The problem >>
Locate every line in the entries below that contains the word "trim", and copy each of those lines out in full.

Information provided >>
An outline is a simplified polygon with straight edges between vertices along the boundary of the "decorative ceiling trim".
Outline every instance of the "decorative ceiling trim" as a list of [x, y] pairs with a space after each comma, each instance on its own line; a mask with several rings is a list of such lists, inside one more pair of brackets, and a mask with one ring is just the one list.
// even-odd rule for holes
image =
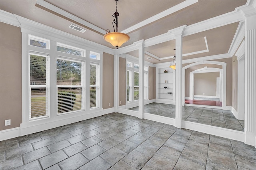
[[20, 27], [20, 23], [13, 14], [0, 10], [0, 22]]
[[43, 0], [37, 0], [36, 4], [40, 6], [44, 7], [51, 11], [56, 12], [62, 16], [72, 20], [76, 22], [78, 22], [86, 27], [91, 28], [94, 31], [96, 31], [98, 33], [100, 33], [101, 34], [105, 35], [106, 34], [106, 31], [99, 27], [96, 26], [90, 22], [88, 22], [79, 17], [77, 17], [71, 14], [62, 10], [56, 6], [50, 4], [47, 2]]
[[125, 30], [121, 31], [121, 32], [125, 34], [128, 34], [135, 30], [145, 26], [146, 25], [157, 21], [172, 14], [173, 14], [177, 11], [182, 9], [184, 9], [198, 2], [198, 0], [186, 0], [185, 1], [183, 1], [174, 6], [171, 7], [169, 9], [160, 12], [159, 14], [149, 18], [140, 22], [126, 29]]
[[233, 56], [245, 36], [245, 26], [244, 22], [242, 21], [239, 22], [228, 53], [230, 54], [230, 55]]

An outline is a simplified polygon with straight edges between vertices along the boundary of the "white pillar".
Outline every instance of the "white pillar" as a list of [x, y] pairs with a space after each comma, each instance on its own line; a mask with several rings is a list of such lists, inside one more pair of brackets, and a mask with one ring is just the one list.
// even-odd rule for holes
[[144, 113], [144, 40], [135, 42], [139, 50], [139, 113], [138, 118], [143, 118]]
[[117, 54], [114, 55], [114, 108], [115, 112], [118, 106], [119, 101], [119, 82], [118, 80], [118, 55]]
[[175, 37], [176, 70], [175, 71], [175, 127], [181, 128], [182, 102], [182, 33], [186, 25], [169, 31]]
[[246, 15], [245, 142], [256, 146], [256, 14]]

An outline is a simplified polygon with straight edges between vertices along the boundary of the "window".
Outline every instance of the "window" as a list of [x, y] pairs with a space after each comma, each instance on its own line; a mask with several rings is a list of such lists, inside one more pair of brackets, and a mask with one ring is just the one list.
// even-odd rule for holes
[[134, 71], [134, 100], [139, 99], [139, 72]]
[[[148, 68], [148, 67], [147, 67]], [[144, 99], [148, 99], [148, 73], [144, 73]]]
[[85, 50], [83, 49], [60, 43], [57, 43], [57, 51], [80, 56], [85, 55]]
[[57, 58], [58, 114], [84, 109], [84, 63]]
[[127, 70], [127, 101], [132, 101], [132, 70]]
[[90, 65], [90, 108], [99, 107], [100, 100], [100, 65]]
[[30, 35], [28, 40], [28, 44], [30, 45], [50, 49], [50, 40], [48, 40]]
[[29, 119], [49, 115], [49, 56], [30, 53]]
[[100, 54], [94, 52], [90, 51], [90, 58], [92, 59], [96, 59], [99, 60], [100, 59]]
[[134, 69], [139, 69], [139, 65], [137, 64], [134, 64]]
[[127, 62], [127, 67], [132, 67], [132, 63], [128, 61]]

==

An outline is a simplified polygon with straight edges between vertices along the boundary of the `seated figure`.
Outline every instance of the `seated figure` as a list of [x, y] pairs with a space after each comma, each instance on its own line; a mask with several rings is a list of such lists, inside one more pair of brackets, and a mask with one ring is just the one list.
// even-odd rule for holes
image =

* * *

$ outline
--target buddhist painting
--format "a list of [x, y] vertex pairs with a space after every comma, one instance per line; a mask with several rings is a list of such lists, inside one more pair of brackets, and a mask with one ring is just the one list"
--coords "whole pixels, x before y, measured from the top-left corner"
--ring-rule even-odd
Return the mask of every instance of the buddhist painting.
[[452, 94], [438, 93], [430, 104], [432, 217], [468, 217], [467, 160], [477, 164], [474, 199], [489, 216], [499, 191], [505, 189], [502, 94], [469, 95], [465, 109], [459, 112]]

Written solution >>
An outline is a simplified polygon with straight edges between vertices along the boundary of the "decorative ceiling trim".
Outline every instance of the "decorative ceiling trim" as a list of [x, y] pairs with a space after each comma, each instance on its own line; a mask with several rings is a list of such lists, inside one more pair of brackets, and a mask with one ring is just the one list.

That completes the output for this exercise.